▸ **TEXTO DA PÁGINA**
Os dados de um doador de órgãos são inseridos no mesmo sistema pelas instituições.
“O sistema cruza esse complexo de informações e de variáveis e faz uma lista de quem são os indivíduos aptos ao transplante. Tudo isso é feito com portarias, não há espaço para subjetividade. Todas as questões de alocação desses órgãos são baseadas em regras que estão nesse sistema”, afirma Thomé.
A lista de receptores não diz, por exemplo, se é um transplante do SUS ou da rede privada.
Indivíduos diagnosticados com problemas de saúde que requeiram transplante de órgãos ou de córnea podem consultar o prontuário médico e acompanhar a posição na lista de espera pelo portal do Sistema Nacional de Transplantes.
A necessidade de um transplante por uma personalidade, como Fausto Silva, invariavelmente leva à circulação de boatos sobre a credibilidade da fila de espera por um órgão no Brasil.
Diante disso, o Ministério da Saúde divulgou nota oficial na noite de domingo, 27, em que reforça que o processo é idôneo.
O comunicado da pasta destaca que o Brasil conta com o maior sistema público de transplantes de órgãos do mundo. Além disso, 90% das cirurgias atendem à rede pública.
Os dados mais recentes do Registro Brasileiro de Transplantes (RBT), da Associação Brasileira de Transplante de Órgãos (ABTO), de março deste ano, mostram que mais de 55 mil pessoas aguardam por um transplante no Brasil. Veja o recorte por órgão:
- Rim: 30.538
- Córnea: 22.757
- Fígado: 1.302
- Coração: 310
- Pâncreas: 312
- Pulmão: 167
No primeiro semestre de 2023, foram realizados 206 transplantes de coração no país, aumento de 16% em relação ao mesmo período do ano passado, segundo o Ministério.
Por que Faustão conseguiu um coração tão rápido
A insuficiência cardíaca de Faustão vem sendo acompanhada desde 2020. Devido ao agravamento do quadro, ele foi incluído na fila única de transplantes regida pela secretaria estadual de Saúde de São Paulo.
Até a realização do procedimento, ele recebeu diálise e medicamentos para ajudar na força de bombeamento do coração.
Para que um órgão seja implantado em um paciente, são avaliados fatores como a compatibilidade do tipo sanguíneo, características relacionadas ao peso e à altura de doador e receptor, além de componentes genéticos.

▸ **INSTRUÇÕES DA TAREFA**
Prossiga com o texto sobre a fila de transplantes de órgãos no Brasil, a partir da última frase apresentada. A listagem que vem em seguida é material independente do texto sobre transplantes.

▸ **DADOS FORNECIDOS**

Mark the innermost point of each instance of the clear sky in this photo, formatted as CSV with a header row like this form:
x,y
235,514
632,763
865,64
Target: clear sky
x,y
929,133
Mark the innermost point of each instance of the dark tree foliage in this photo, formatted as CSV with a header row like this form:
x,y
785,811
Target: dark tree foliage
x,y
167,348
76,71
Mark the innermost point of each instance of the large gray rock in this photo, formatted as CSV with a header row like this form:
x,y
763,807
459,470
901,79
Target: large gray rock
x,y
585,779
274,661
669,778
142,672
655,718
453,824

--

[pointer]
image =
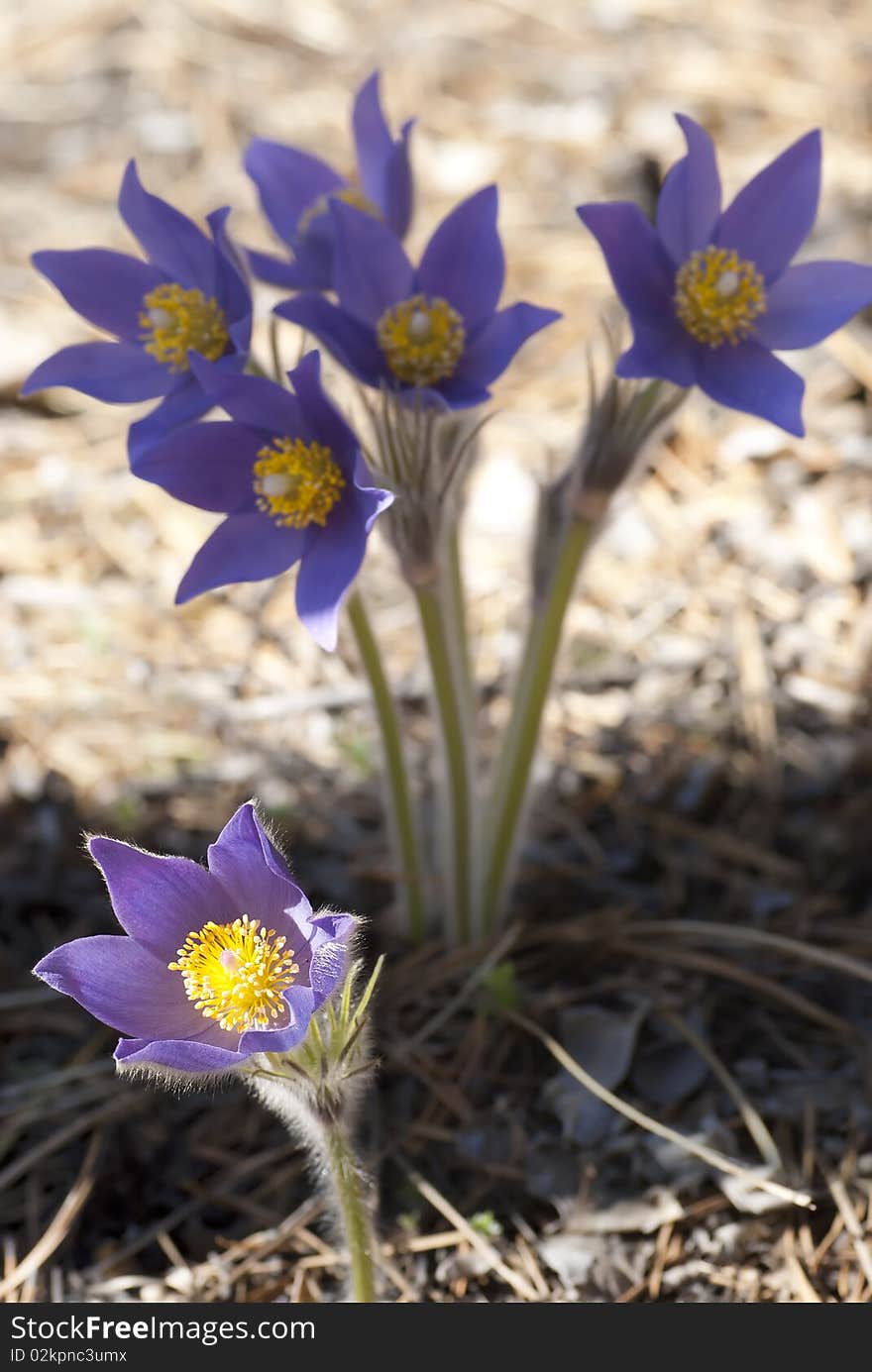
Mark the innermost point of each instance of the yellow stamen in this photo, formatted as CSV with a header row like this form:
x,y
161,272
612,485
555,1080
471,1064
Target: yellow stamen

▸ **RESULTADO DA TAREFA**
De acordo com a Secretaria de Estado da Saúde de São Paulo (SES/SP), o tempo de espera por um transplante cardíaco para potenciais receptores do grupo sanguíneo B, como Fausto Silva, é de 1 a 3 meses.
Este tempo é reduzido quando há risco de óbito, como no caso do apresentador.
Neste domingo, 27, quando houve a oferta do coração, 12 pacientes atendiam aos requisitos para o procedimento. Destes, quatro estavam em prioridade, de acordo com a secretaria. Fausto Silva estava em segundo lugar na fila de espera.
A equipe responsável pelo paciente que ocupava a primeira posição decidiu pela recusa do órgão. A partir disso, a oferta seguiu para Faustão. As informações da secretaria não detalham os motivos da recusa.
Após avaliação, a equipe médica do Hospital Israelita Albert Einstein, que acompanha o apresentador, aceitou a oferta do órgão, realizando a captação e o transplante.
A cirurgia aconteceu com sucesso no início da tarde de domingo e durou cerca de 2h30.
Incentivo à doação
No Brasil, a doação só pode ser realizada com a autorização da família. Em 2022, mais de 45% delas não concordaram com o procedimento.
A falta de informação está entre os principais motivos para a recusa. Uma preocupação comum é sobre o aspecto do corpo após a retirada de órgãos.
O processo segue cuidados para a realização de uma reconstituição adequada, prevista em lei no Brasil. O corpo do doador fica sem nenhuma deformidade, exceto uma cicatriz na região do abdome.
Nesse sentido, não há necessidade de qualquer adaptação ao sepultamento, podendo ser mantidas cerimônias de velório e caixão aberto, se este for o desejo da família.
“Se você quer ser um doador de órgãos, tem que avisar à família. Não adianta deixar por escrito, registro em cartório ou carta, por exemplo. Aqueles cartões recebidos em campanhas de incentivo à doação são apenas para lembrar essa vontade à família, em um momento tão doloroso como a perda de um ente querido”, diz Thomé.